** BEGIN GIVEN TEXT **

Market Briefing For Friday, Dec. 9
Persistent range-bound neutrality prevailed again absent accommodation expectations for the FOMC next week. It is basically on hold pending what's likely another (but milder) pace of rate hiking; or ideally a 'pause' in the pace.
If the Fed does only 25 bp or nothing, it would be a recognition that a 'softish' landing is unlikely if they do anything heavier. It also might be seen as 'relief', and absent aggressiveness from the Fed, the market would likely commence a year-end rally, if for that matter it's not already shuffling a bit towards that.
Wage-inflation is not the culprit; and putting more people out of work in basic service jobs, while there's a shortage in advanced technology, isn't very wise. I doubt the Fed wants that either; but it's what they get. Correlating all this will be reflected again in the upcoming CPI report; which should see a tempering of inflation in certain key areas (commodities and Energy broadly); hence I'm not in the camp that expects a huge Fed hike and a revisit of S&P lows.
At the same time, while many debate the terminal rate of hikes being 5-6%; I think that's not the solution; but a movement towards peace in Europe would, in my humble opinion, be the resolution. Also Oil is nearer the lower end of a range that has prevailed for awhile; so indexes should not see inflationary or upward price pressure from that area; as transportation costs were dropping. So I think it's irresponsible for calling for a 6% terminal rate some do; but that is what makes a market; and it would be worse than that if the Fed actually is poised for another 75 bp hike, though there is a 'little' room for them to hike.
Meanwhile .. Fidelity seeking an ok to make bigger bets on individual stocks, sort of rings hollow as while I respect some concentration in a few stocks; the need for a mutual fund to invest in the biggest-cap stocks is problematic. It's a move towards 'active management', but in this case limits the activity by their need to move into the biggest cap stocks.

** END GIVEN TEXT **
** BEGIN DATASET ENTRIES **

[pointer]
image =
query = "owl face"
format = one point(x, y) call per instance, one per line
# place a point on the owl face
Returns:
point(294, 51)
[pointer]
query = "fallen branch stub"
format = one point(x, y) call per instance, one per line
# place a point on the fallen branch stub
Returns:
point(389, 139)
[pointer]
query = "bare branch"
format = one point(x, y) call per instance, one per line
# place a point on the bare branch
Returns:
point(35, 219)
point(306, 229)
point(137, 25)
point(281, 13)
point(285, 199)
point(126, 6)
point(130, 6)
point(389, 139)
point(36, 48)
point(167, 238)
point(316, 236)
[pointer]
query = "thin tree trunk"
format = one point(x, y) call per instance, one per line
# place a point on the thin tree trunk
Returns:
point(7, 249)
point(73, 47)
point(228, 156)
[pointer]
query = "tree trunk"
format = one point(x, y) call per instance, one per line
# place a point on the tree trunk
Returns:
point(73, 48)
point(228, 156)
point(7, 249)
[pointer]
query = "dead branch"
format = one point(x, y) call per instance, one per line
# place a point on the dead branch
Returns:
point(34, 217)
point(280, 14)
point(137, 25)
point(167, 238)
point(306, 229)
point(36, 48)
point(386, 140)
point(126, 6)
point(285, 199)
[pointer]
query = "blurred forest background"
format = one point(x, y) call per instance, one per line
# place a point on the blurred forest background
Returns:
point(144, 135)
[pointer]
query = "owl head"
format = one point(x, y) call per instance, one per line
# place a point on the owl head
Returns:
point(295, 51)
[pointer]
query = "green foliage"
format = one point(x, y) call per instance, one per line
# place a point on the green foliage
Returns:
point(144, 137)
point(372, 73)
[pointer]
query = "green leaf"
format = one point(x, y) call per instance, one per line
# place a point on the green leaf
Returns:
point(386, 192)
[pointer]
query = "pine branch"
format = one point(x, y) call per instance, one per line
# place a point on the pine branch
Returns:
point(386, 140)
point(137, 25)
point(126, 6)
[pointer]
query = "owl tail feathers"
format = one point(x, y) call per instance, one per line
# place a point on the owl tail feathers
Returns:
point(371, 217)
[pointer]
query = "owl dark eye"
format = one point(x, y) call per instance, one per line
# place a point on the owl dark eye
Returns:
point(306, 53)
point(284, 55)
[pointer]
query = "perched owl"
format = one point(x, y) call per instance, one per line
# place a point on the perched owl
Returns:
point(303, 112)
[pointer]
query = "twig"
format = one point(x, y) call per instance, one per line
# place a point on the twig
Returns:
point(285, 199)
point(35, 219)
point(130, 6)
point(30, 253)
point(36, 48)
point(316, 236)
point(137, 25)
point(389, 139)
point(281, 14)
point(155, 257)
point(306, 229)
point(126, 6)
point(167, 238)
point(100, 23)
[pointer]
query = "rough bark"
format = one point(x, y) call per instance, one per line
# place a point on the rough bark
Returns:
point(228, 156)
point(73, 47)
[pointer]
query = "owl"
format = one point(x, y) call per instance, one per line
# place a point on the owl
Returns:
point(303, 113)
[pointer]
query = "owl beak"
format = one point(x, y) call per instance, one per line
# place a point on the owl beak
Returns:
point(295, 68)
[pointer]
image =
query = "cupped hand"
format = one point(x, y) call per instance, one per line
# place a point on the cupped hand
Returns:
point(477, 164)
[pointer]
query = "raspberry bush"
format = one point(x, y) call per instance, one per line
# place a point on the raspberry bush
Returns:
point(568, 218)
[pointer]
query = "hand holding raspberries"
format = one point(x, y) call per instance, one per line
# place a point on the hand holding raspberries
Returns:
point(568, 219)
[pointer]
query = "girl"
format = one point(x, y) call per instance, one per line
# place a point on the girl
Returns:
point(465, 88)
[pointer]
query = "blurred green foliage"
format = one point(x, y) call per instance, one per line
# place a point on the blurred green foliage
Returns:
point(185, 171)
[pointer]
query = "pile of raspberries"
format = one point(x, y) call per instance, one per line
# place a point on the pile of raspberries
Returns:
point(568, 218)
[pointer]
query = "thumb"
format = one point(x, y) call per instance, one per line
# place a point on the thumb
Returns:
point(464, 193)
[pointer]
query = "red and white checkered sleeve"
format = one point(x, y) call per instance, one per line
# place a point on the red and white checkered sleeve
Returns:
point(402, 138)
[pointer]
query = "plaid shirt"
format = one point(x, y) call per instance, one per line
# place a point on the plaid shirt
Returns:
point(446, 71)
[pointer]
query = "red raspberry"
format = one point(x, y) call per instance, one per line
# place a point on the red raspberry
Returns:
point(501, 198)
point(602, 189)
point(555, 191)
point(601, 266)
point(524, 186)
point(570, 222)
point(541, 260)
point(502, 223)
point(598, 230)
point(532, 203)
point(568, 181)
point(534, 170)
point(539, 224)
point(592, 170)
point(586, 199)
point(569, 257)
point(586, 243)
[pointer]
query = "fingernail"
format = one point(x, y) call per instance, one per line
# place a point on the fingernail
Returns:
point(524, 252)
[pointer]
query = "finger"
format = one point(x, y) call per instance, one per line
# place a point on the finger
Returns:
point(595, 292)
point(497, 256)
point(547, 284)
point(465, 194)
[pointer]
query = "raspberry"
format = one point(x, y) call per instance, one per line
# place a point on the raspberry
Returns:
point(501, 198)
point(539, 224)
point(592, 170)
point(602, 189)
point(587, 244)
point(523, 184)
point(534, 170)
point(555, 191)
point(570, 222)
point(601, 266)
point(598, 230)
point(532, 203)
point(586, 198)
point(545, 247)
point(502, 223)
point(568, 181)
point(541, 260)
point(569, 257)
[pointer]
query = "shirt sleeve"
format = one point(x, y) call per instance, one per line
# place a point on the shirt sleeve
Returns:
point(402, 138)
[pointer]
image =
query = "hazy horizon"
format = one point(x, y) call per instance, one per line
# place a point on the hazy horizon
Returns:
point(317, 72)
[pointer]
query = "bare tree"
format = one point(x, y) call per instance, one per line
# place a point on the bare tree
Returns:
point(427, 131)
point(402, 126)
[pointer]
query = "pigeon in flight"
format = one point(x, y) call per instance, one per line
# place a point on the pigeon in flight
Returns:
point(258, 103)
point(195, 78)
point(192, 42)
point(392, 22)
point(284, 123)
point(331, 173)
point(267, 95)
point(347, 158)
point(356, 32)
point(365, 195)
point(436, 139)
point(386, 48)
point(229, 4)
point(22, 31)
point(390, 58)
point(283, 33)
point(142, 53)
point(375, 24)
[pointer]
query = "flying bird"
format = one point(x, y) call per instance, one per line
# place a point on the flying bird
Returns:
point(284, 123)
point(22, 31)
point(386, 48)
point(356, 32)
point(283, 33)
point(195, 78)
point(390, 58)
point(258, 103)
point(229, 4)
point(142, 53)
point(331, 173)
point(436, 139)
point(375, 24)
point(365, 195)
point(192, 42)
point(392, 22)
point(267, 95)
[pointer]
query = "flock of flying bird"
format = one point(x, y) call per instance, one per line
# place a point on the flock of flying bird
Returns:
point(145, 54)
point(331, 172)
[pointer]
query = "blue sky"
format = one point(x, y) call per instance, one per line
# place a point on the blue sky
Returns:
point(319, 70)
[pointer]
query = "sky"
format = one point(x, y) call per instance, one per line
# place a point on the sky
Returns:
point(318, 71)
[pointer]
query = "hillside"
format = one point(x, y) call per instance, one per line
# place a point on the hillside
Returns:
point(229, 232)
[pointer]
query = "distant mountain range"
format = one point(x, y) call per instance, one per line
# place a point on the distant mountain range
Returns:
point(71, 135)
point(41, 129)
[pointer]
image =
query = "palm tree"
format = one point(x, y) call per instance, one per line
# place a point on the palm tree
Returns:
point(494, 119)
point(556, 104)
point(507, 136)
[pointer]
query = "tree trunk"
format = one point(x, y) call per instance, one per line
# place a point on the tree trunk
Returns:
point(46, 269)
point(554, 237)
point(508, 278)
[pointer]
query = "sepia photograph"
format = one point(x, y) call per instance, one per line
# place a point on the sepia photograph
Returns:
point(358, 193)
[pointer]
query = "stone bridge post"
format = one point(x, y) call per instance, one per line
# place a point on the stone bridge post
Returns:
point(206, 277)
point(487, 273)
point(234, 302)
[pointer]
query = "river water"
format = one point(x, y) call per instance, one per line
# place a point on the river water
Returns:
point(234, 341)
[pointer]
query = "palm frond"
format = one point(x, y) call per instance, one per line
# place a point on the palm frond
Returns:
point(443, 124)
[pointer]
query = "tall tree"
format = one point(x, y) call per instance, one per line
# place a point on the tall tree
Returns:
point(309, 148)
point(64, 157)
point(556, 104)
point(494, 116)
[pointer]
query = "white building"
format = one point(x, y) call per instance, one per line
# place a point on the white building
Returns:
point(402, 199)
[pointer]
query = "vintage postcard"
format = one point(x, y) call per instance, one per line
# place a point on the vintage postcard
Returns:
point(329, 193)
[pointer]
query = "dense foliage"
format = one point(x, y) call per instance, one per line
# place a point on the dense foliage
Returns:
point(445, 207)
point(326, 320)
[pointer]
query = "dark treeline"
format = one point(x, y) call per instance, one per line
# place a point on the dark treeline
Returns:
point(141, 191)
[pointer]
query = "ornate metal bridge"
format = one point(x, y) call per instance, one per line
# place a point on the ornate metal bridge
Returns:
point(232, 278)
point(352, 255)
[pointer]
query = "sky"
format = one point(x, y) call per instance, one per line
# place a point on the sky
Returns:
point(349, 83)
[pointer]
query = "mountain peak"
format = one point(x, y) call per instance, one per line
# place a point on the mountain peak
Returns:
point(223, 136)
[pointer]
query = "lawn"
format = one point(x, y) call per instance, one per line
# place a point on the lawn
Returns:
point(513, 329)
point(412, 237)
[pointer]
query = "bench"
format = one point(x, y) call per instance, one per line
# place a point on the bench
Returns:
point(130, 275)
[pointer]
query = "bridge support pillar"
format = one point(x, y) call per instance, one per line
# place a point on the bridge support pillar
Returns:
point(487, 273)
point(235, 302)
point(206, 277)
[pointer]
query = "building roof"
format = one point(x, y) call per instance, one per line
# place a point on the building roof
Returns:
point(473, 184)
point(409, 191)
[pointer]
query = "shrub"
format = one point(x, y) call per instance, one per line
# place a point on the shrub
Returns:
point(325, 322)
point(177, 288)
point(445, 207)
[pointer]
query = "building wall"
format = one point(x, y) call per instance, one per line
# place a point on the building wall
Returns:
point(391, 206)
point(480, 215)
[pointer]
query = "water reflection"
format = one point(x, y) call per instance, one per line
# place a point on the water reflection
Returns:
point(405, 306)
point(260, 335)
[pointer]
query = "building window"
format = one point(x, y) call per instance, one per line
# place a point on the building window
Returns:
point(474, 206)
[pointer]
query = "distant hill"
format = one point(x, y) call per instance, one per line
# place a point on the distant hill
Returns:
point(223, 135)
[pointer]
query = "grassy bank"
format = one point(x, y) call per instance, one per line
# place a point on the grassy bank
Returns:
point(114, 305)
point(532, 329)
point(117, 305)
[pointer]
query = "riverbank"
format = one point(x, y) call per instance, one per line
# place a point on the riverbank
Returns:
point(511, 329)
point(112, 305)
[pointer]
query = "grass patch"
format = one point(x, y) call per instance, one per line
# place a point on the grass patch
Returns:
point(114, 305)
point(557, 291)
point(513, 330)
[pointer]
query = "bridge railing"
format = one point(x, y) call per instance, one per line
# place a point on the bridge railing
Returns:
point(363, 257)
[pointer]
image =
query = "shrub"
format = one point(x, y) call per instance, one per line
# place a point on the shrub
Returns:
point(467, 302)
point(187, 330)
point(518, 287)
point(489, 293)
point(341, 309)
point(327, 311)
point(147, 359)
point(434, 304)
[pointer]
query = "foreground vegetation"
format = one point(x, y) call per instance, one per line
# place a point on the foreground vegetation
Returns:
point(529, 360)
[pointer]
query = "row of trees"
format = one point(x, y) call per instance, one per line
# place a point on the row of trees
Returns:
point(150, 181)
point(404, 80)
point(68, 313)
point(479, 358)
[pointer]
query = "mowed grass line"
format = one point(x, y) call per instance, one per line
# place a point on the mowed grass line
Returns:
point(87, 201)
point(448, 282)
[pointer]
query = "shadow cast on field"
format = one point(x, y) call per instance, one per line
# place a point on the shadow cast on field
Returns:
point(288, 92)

** END DATASET ENTRIES **

• JOBS:
a) How many lines of the entries contain the string "palm", matching case exactly? Give only the number.
b) Please continue the market briefing from where it stops.
The market briefing and the entries are unrelated and come from separate sources.

• RESULTS FOR EACH TASK:
a) 4

b)
But that may help Indexes, so essentially provide some 'cover' for smaller-cap stocks to catch a bid or hold that; without being swept along repetitively by all the overly-sweeping moves as 'pools' move back and forth, as I just recently talked about again (over-emphasis by managers on ETF's and Indexes). So diversification has it's merits; but lumping dissimilar stocks together is tricky.
In sum: less diversification is riskier; but makes some sense for big funds as we gather what is contemplated. It might be a desire to increase exposure in one or two stocks rather than spreading it out; and of course that potentially is a positive for stocks like Apple or Microsoft, even if they're shaky near-term. That goes doubly so for companies with chaotic C-suite drama; e.g. SalesForce.
Ironically I had just discussed this concentration topic the other day; and now I guess at least Fidelity is trying to modify how they approach handling difficult huge sums of money. But I think it can be a positive for 'active management' both of such big-cap behemoths and also keep innovative small-cap stocks a bit detached from the behavior of the Senior Averages alone.
I probably should make a point that by sprinkling some speculative money (of course not core funds) in several small-or-smaller caps that 'probably' remain solvent through this unusual period, the idea is to focus on innovation; a bit on disruption of the existing dominant players in a field (typically tech); and try to avoid getting caught-up 'like the big institutions who must' in yesterday's stock favorites. Those stocks (and I'll include Google, Microsoft, Tesla and others) may go up at times (especially if certain mutuals can focus more on them) but they also have vulnerability (such as Disney and Boeing and Tesla all saw).
It's just a perception that the 'easy' (no money is easy but we mean long ago) has been made, and rarely do the former leaders remain so in the next cycle, even if they do well to recover good portions of preceding peak-to-trough hits. In the small ones I'm interested in 'disruption', vision and energy among CEO leaders, who often are 'hungrier' than those running the now-old-school firms.
Bottom line: the facts and psychology of this market remain angina-inducing; unless one contemplates that most stocks already crashed and only big stock machinations managed to cover that distribution .. mostly 'last' year not now.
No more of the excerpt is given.